● **EXCERPT TO READ**:
Because it looks smart, this is a favorite for many “this is how you do FSMs” tutorials. Yet, it’s not a very good scheme. You have to create a separate function for each transition, making them very distant from each other, hurting code comprehension. From this nice state transition matrix, you don’t see what is the resulting state of a transtion, which hurts FSM comprehension. You have to explicitly ignore an event, which is usually a chore and source of bugs.

For C99 or similarly in some other language, this can be more readable and easier to maintain:

transition_t transit[STATECOUNT][EVENTCOUNT] = {
    [red] = {red_timeout, ignore, red_emptied},
    [red_yellow] = {red_yellow_timeout, ignore, red_yellow_emptied},
    ...
}

Full-blown table based FSM

In this scheme, a table defines the state, event, transition function and the new state. Some like it tabled:

void red_timeout(void) { yellow(ON); }
void red_emptied(void) { red(OFF); green(ON); }
row fsm[] = {
    { red, timeout, red_timeout, red_yellow },
    { red, emptied, red_emptied, green },
    ...
}

This seems weird, because there’s not much to be gained by putting such stuff in a table, unless you have some “dynamic” FSM which changes during runtime, which is very odd, as the purpose of the FSM is to handle things differently based on state, so why change it rather than enhanced it by adding new states and/or events?

From a certain POV, this looks even smarter than “function per transition” and some authors “swear by it”.

State entry/exit

One way of reducing cognitive load is to treat state entry or exit as an event. This often makes code-positioning more intuitive: we set the red light on upon entering the red state. Often it also leads to less code, as we set the red ligth on in only this one place, the entry to state red, rather than in each action before setting the state to red. There’s a few ways to do this:

  1. If the whole FSM is in one function, than a a goto can be used. Ugly, but works pretty well in practice. Like:
    switch (*state) {
enter_red:
        red(ON);
        *state = red;
        break;
    case red:
        switch (event) {
        case timeout:
            yellow(ON);
            goto enter_red_yellow;
        case emptied:
            red(OFF);
            green(ON);
            goto enter_green;
        }

This trick can’t then be used for exit, too.

  1. Helper function can be utilized. Either one per entry/exit or grouped.

● **GOALS**:
1. Please reproduce the passage from the state machine excerpt between "Because it looks" and "source of bugs.", inclusive.
2. In the full-blown table based scheme described in the state machine excerpt, what does a table define?

● **Source data**:
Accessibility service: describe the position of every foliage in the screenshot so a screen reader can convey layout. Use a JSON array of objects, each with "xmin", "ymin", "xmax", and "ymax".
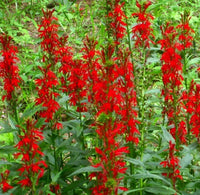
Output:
[{"xmin": 0, "ymin": 0, "xmax": 200, "ymax": 195}]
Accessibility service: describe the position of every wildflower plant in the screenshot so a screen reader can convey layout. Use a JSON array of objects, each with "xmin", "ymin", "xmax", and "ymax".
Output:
[{"xmin": 0, "ymin": 0, "xmax": 200, "ymax": 195}]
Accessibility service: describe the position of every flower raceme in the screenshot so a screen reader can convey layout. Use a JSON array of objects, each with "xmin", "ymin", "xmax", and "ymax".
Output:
[
  {"xmin": 90, "ymin": 44, "xmax": 139, "ymax": 195},
  {"xmin": 177, "ymin": 11, "xmax": 194, "ymax": 50},
  {"xmin": 158, "ymin": 23, "xmax": 187, "ymax": 147},
  {"xmin": 36, "ymin": 67, "xmax": 60, "ymax": 122},
  {"xmin": 132, "ymin": 1, "xmax": 154, "ymax": 48},
  {"xmin": 36, "ymin": 10, "xmax": 60, "ymax": 122},
  {"xmin": 0, "ymin": 170, "xmax": 13, "ymax": 193},
  {"xmin": 0, "ymin": 34, "xmax": 21, "ymax": 101},
  {"xmin": 182, "ymin": 80, "xmax": 200, "ymax": 142},
  {"xmin": 116, "ymin": 49, "xmax": 140, "ymax": 145},
  {"xmin": 38, "ymin": 10, "xmax": 60, "ymax": 66}
]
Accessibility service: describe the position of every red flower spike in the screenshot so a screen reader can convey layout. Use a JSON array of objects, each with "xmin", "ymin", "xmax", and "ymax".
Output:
[
  {"xmin": 36, "ymin": 10, "xmax": 61, "ymax": 122},
  {"xmin": 0, "ymin": 34, "xmax": 21, "ymax": 101},
  {"xmin": 86, "ymin": 44, "xmax": 132, "ymax": 195},
  {"xmin": 0, "ymin": 170, "xmax": 13, "ymax": 193},
  {"xmin": 177, "ymin": 12, "xmax": 195, "ymax": 49}
]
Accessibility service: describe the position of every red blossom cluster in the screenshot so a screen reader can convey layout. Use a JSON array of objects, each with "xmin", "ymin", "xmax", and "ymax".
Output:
[
  {"xmin": 116, "ymin": 49, "xmax": 140, "ymax": 145},
  {"xmin": 183, "ymin": 80, "xmax": 200, "ymax": 142},
  {"xmin": 36, "ymin": 10, "xmax": 60, "ymax": 122},
  {"xmin": 177, "ymin": 12, "xmax": 194, "ymax": 50},
  {"xmin": 108, "ymin": 0, "xmax": 127, "ymax": 44},
  {"xmin": 86, "ymin": 42, "xmax": 139, "ymax": 195},
  {"xmin": 132, "ymin": 1, "xmax": 154, "ymax": 48},
  {"xmin": 159, "ymin": 23, "xmax": 187, "ymax": 143},
  {"xmin": 0, "ymin": 170, "xmax": 13, "ymax": 193},
  {"xmin": 0, "ymin": 34, "xmax": 21, "ymax": 101},
  {"xmin": 158, "ymin": 23, "xmax": 187, "ymax": 188},
  {"xmin": 14, "ymin": 120, "xmax": 47, "ymax": 188}
]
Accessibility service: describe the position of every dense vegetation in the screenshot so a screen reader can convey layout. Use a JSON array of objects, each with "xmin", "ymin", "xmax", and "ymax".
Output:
[{"xmin": 0, "ymin": 0, "xmax": 200, "ymax": 195}]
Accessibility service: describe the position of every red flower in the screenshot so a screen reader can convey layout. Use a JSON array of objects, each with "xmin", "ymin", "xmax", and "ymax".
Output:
[
  {"xmin": 0, "ymin": 34, "xmax": 21, "ymax": 101},
  {"xmin": 0, "ymin": 170, "xmax": 13, "ymax": 192},
  {"xmin": 177, "ymin": 12, "xmax": 195, "ymax": 49}
]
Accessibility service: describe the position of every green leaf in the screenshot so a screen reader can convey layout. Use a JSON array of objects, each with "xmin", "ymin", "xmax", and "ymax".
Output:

● **LIST OF SOLUTIONS**:
1.
Because it looks smart, this is a favorite for many “this is how you do FSMs” tutorials. Yet, it’s not a very good scheme. You have to create a separate function for each transition, making them very distant from each other, hurting code comprehension. From this nice state transition matrix, you don’t see what is the resulting state of a transtion, which hurts FSM comprehension. You have to explicitly ignore an event, which is usually a chore and source of bugs.

2. The state, event, transition function and the new state.